Dataset rows:
◇ ◇ ◇

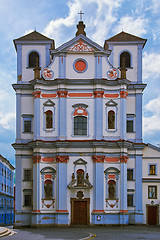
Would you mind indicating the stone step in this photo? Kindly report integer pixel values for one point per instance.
(6, 232)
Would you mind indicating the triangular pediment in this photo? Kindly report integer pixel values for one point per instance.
(49, 103)
(80, 161)
(111, 103)
(80, 44)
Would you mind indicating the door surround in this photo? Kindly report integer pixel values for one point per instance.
(72, 208)
(155, 205)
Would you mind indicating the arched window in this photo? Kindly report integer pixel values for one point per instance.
(80, 177)
(111, 189)
(111, 119)
(48, 189)
(49, 119)
(80, 125)
(33, 59)
(125, 59)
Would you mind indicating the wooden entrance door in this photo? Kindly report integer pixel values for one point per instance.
(80, 212)
(152, 215)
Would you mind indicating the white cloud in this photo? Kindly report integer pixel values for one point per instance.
(151, 123)
(6, 119)
(155, 6)
(103, 16)
(151, 63)
(136, 26)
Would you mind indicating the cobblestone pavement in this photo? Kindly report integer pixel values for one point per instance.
(98, 233)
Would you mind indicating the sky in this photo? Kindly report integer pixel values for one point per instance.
(57, 19)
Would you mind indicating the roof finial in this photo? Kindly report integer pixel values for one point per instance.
(80, 13)
(80, 26)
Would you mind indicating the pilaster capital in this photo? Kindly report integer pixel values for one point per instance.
(98, 159)
(36, 159)
(98, 94)
(123, 159)
(36, 94)
(62, 94)
(62, 159)
(123, 94)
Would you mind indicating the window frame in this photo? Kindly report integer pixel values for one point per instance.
(24, 175)
(80, 110)
(130, 195)
(48, 106)
(83, 123)
(27, 192)
(130, 117)
(131, 58)
(28, 54)
(152, 186)
(149, 168)
(27, 117)
(133, 178)
(114, 109)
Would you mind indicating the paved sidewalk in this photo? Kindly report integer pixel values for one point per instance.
(6, 231)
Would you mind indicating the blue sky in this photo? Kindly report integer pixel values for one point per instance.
(57, 19)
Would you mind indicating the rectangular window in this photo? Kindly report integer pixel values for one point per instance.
(27, 174)
(130, 126)
(80, 125)
(27, 126)
(152, 169)
(27, 123)
(27, 200)
(130, 200)
(152, 192)
(129, 174)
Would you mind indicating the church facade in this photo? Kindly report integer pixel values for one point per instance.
(79, 139)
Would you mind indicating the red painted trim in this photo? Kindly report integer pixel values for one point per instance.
(98, 94)
(98, 211)
(62, 94)
(98, 159)
(36, 211)
(107, 159)
(124, 211)
(37, 94)
(36, 159)
(49, 95)
(111, 176)
(123, 94)
(111, 95)
(48, 159)
(49, 176)
(123, 159)
(61, 211)
(80, 94)
(62, 159)
(83, 113)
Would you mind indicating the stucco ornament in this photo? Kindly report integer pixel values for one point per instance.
(47, 73)
(112, 74)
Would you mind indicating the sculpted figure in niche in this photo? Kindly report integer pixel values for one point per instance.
(111, 189)
(49, 119)
(80, 177)
(111, 120)
(48, 189)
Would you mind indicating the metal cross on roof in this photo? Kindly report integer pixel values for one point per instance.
(80, 13)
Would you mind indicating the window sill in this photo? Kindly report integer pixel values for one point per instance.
(28, 132)
(112, 199)
(24, 180)
(49, 129)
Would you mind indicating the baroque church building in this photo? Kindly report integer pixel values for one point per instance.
(79, 140)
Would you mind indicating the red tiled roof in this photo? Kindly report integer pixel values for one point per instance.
(125, 37)
(33, 36)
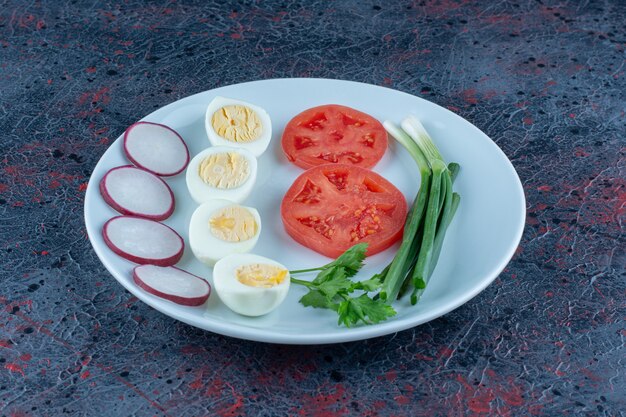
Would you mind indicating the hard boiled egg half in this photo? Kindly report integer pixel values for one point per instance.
(219, 228)
(250, 285)
(221, 172)
(231, 122)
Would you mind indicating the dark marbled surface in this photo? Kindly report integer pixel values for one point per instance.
(545, 79)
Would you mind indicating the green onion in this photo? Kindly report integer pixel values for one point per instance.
(428, 220)
(398, 268)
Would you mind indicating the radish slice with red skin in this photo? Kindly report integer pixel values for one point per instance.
(156, 148)
(172, 284)
(135, 191)
(143, 241)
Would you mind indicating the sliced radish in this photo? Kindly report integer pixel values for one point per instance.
(135, 191)
(143, 241)
(156, 148)
(173, 284)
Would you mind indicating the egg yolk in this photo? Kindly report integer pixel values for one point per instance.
(233, 224)
(224, 170)
(237, 123)
(260, 275)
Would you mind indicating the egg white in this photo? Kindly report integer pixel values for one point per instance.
(244, 299)
(201, 191)
(258, 146)
(208, 248)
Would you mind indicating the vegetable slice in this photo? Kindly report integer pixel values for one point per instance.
(172, 284)
(332, 207)
(143, 241)
(137, 192)
(334, 134)
(156, 148)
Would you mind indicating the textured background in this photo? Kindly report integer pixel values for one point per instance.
(545, 79)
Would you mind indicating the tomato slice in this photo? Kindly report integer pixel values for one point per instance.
(334, 134)
(332, 207)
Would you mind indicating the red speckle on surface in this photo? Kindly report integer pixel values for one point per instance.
(469, 96)
(328, 403)
(391, 375)
(14, 367)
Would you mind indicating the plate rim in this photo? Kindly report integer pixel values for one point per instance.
(266, 335)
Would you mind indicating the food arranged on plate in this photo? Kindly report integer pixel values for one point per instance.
(219, 228)
(231, 122)
(172, 284)
(135, 191)
(330, 208)
(221, 172)
(156, 148)
(337, 207)
(334, 134)
(250, 285)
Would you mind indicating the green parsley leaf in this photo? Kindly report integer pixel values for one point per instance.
(316, 299)
(338, 283)
(351, 260)
(375, 310)
(371, 284)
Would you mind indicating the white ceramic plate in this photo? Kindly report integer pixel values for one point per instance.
(481, 240)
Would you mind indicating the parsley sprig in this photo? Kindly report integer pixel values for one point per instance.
(333, 289)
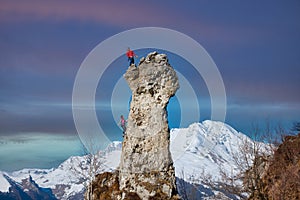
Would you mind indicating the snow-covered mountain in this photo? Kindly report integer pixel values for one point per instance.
(198, 152)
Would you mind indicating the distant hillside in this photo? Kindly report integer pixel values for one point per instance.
(203, 151)
(282, 179)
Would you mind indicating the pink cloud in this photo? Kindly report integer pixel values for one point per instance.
(116, 13)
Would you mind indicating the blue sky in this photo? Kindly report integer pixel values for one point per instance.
(255, 45)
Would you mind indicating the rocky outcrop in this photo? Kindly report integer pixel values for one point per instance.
(282, 178)
(146, 169)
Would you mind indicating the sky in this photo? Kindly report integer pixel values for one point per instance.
(254, 44)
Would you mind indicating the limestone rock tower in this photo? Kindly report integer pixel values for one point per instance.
(146, 164)
(146, 168)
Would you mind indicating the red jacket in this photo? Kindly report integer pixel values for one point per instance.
(130, 54)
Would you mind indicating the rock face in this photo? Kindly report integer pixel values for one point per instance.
(146, 169)
(146, 163)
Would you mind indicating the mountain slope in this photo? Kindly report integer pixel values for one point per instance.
(198, 152)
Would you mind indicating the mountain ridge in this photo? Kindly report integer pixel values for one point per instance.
(200, 149)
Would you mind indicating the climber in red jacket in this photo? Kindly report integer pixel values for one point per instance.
(130, 55)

◇ ◇ ◇

STATED EXERCISE:
Can you rewrite all the rows above, changing every "Would you mind indicating" to "Please mark" and keeping everything else the same? Leave the pictures out of your version.

EXERCISE OUTPUT:
Please mark the stone step in this photo? Kindly report integer pixel values for one point per instance.
(6, 232)
Please mark the triangular pediment in this photo? Kindly report integer pixel values for one point per instance.
(49, 103)
(80, 161)
(111, 103)
(80, 44)
Please mark the door surround in this photo? Kindly report integer pixel values for one point per instance.
(72, 208)
(155, 205)
Please mark the arched window in this photo? Kindly report integer pixel values for one point per instance.
(80, 177)
(111, 189)
(111, 119)
(48, 189)
(49, 119)
(80, 125)
(33, 59)
(125, 59)
Please mark the wooden entrance door in this photo? Kindly report integer pixel values for one point per instance.
(80, 212)
(152, 215)
Please mark the white cloud in this photo? Kindly report integer pixel values for one point per instance.
(151, 123)
(6, 119)
(155, 6)
(103, 16)
(151, 63)
(136, 26)
Please mark the cobblestone pavement in this photo? Kindly report integer pixel values for one point per instance.
(98, 233)
Please mark the sky in this photo? Kindly report integer pixel values for one point per instance.
(57, 19)
Please mark the roof finial in this photo? Kindly report integer pixel values for one point per instance.
(80, 13)
(80, 26)
Please mark the pilaster capital in this photo? Kindly report integer pixel values for one point per instance.
(98, 159)
(36, 159)
(98, 94)
(123, 159)
(36, 94)
(62, 94)
(62, 159)
(123, 94)
Please mark the window frame in this photo? Kindly report integer pixel values for one point per instance.
(24, 175)
(80, 110)
(130, 195)
(48, 106)
(83, 123)
(27, 192)
(130, 117)
(131, 58)
(28, 54)
(152, 186)
(149, 168)
(27, 117)
(133, 178)
(114, 109)
Please mark the paved sidewalk in this photo? Kindly report integer pixel values for one point per instance.
(6, 231)
Please mark the blue sky in this photo? Kindly report integer pixel values for one point per instance.
(57, 19)
Please mark the rectangular window in this photo? Kindly report integer pixel values for one point per instance.
(27, 174)
(130, 126)
(80, 125)
(27, 126)
(152, 169)
(27, 123)
(27, 200)
(130, 200)
(152, 192)
(129, 174)
Please mark the church facade in this photo? Kindly report integer pixel values for one point per instance.
(79, 139)
Please mark the red painted trim in this photo? Kindly report integer pixel values for one point per instance.
(98, 94)
(98, 211)
(62, 94)
(98, 159)
(36, 211)
(107, 159)
(124, 211)
(37, 94)
(36, 159)
(49, 95)
(111, 176)
(123, 94)
(111, 95)
(48, 159)
(49, 176)
(123, 159)
(61, 211)
(80, 94)
(62, 159)
(83, 113)
Please mark the stucco ornament in this photo? Kindly report integer pixel values for one point per instance.
(47, 73)
(112, 74)
Please mark the sculpted figure in niche in this photo? Kindly report integer pixel values for one point per instance.
(111, 189)
(49, 119)
(80, 177)
(111, 120)
(48, 189)
Please mark the metal cross on roof in this photo? Kindly report integer pixel values for one point per instance.
(80, 13)
Please mark the window sill in this photo? Kindly report integer pixel values for one point per instance.
(28, 132)
(112, 199)
(24, 180)
(49, 129)
Please mark the baroque church building in this photo? Kindly report integer pixel values for one point per instance.
(79, 140)
Please mark the red tiled roof in this photo? Kindly report integer pixel values for one point per instance.
(125, 37)
(33, 36)
Please mark the hard boiled egg half in this photo? Kindly report integer pixel values for one point per instance.
(219, 228)
(250, 285)
(221, 172)
(231, 122)
Please mark the dark marbled surface in this photo? Kindly report integer pixel values for one point per instance.
(545, 79)
Please mark the green onion in this photo? Kindly report integer pixel values for one point per instance.
(428, 220)
(398, 268)
Please mark the radish slice with red skin in this photo? Kindly report integer pixel values for one point per instance.
(156, 148)
(172, 284)
(135, 191)
(143, 241)
Please mark the sliced radish in this photo? Kindly report integer pixel values for one point per instance.
(135, 191)
(143, 241)
(156, 148)
(173, 284)
Please mark the egg yolk in this photo? Kindly report integer pixel values for one point per instance.
(233, 224)
(224, 170)
(237, 123)
(260, 275)
Please mark the egg white in this photo? Kindly report integer pixel values for one point per instance.
(244, 299)
(201, 191)
(258, 146)
(208, 248)
Please mark the vegetable slice in this photo? Kindly report integer pixel values for one point per instance.
(172, 284)
(332, 207)
(143, 241)
(137, 192)
(334, 134)
(156, 148)
Please mark the textured background in this photo? Kindly report integer pixel values for one point per instance.
(545, 79)
Please mark the tomato slice in this photo? Kindly report integer pixel values for one point per instance.
(334, 134)
(332, 207)
Please mark the red speckle on surface in this photo? Kindly report integer pixel values for one point per instance.
(469, 96)
(328, 403)
(391, 375)
(14, 367)
Please mark the plate rim in this photo? Kindly report integer pixel values for one point per instance.
(266, 335)
Please mark the food arranged on plate in this photo? Kindly report integer pixel values for one point per instance.
(219, 228)
(231, 122)
(172, 284)
(135, 191)
(330, 208)
(221, 172)
(156, 148)
(337, 207)
(334, 134)
(250, 285)
Please mark the green parsley leaf in this photo? Kindly report integer pixel values for one point per instance.
(316, 299)
(338, 283)
(351, 260)
(375, 310)
(371, 284)
Please mark the white ceramic plate in this photo? Kindly report integer pixel values for one point per instance.
(481, 240)
Please mark the parsley sprig in this photo? Kindly report integer pixel values for one point per instance.
(333, 289)
Please mark the snow-covered mountain in this photo? Kindly report integer pixel values for one point per instance.
(198, 152)
Please mark the distant hillside in this photo? Kindly report integer pixel values for one point per instance.
(203, 151)
(282, 179)
Please mark the pink cloud in this photo? Kindly report integer pixel values for one point per instance.
(116, 13)
Please mark the blue sky in this photo? Kindly report integer pixel values for one point per instance.
(255, 45)
Please mark the rocky outcrop in this photo? Kindly report integer pixel values for one point per instance.
(282, 178)
(146, 169)
Please mark the sky in this photo? Kindly report integer pixel values for one point per instance.
(254, 44)
Please mark the limestone rock tower in this photo? Kindly report integer pixel values for one point per instance.
(146, 164)
(146, 168)
Please mark the red jacket in this photo? Kindly report integer pixel values for one point per instance.
(130, 54)
Please mark the rock face in this photo? Kindly report integer pixel values for one point per instance.
(146, 169)
(146, 163)
Please mark the mountain slope in this photo? Kindly report integer pixel values for one point per instance.
(198, 152)
Please mark the mountain ridge in this photo? Kindly report integer pixel values for one point per instance.
(200, 149)
Please mark the climber in red jacket in this photo? Kindly report integer pixel values for one point per instance.
(130, 55)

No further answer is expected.